--- Source text ---

== == ==

# How many have u met?????????????



## frenchfancy (May 21, 2005)

Just wondering how many oif any m/f members you have met. I have met 2, Sid.T on the docks at Dover last year, and Russ aka Rapide561, who i met today for the second time as i purchased an item off him, what a nice pleasant guy he is. So let me know if you have met any.


----------



## jeffro (Jan 13, 2009)

nope none maybee they hide from me jeffro


----------



## teemyob (Nov 22, 2005)

*Met*

Met about 40, inc the Famous Sidt & His Lovely Wife Shirley.

TM


----------



## DTPCHEMICALS (Jul 24, 2006)

I met Peter the humbertraveller
Mike
and a couple of the others. Sorry I cannot remember youe names.

There are a few that i would like to meet as we seem on the same wavelenght.
And the ladies that i enjoy winding up now and again.
Oh and lovelly Mavis.


Dave p


----------



## teemyob (Nov 22, 2005)

*meet*



DTPCHEMICALS said:


> I met Peter the humbertraveller
> Mike
> and a couple of the others. Sorry I cannot remember youe names.
> 
> ...


"There are a few that i would like to meet as we seem on the same wavelenght"

Oh Dear! best not, we may end up starting a Revolution!

TM


----------



## DTPCHEMICALS (Jul 24, 2006)

:lol: :lol: :lol: :lol: :lol: :lol: :lol: 
Dave p


----------



## teemyob (Nov 22, 2005)

*Meets*

frenchfancy

Where it states

"Thanked x Times" and
"Campsites"

== == ==

--- Challenge ---
Write out, word for word, the part of the forum thread that opens with "Just wondering how" and closes with "have met any.". The lines after this thread aren't needed.

== == ==

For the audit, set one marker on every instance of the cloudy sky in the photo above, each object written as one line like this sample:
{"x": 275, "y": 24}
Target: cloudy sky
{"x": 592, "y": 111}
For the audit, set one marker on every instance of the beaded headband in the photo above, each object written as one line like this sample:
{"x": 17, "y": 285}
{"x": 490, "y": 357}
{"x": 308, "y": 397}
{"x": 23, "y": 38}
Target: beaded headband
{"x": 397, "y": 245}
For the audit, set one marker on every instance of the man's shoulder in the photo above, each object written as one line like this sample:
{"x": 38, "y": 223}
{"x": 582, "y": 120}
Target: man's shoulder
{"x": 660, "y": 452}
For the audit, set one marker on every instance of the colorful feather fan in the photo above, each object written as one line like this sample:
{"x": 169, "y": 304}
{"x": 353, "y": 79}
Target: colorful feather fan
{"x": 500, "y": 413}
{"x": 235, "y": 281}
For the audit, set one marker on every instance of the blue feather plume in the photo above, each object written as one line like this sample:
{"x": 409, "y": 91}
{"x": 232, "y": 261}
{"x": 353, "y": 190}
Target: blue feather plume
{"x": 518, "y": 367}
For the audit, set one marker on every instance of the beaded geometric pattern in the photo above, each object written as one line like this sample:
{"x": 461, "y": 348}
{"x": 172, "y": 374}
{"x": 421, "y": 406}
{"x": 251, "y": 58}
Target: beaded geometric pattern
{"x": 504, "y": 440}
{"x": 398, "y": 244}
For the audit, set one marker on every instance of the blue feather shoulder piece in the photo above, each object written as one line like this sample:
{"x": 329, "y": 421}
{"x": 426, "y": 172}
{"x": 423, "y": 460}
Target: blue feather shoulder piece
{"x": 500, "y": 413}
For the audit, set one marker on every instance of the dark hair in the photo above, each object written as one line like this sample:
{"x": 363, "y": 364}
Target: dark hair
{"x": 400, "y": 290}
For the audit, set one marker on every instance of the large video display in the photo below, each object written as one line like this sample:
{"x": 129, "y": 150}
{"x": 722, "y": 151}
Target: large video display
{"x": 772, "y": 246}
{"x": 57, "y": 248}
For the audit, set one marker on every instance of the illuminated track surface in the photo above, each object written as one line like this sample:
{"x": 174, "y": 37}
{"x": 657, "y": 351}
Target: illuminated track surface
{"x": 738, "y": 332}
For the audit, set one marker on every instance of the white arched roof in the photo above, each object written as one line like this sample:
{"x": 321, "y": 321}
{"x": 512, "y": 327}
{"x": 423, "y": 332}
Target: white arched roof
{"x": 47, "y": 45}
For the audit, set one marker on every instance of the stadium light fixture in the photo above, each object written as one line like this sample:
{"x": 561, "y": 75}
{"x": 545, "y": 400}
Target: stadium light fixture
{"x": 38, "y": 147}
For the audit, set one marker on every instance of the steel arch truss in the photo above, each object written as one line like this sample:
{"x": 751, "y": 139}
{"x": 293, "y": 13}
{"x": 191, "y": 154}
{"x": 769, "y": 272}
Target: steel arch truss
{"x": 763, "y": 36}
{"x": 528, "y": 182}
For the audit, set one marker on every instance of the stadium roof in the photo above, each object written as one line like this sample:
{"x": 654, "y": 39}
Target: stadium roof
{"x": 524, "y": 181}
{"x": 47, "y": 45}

== == ==

--- Answer to this exercise ---
Just wondering how many oif any m/f members you have met. I have met 2, Sid.T on the docks at Dover last year, and Russ aka Rapide561, who i met today for the second time as i purchased an item off him, what a nice pleasant guy he is. So let me know if you have met any.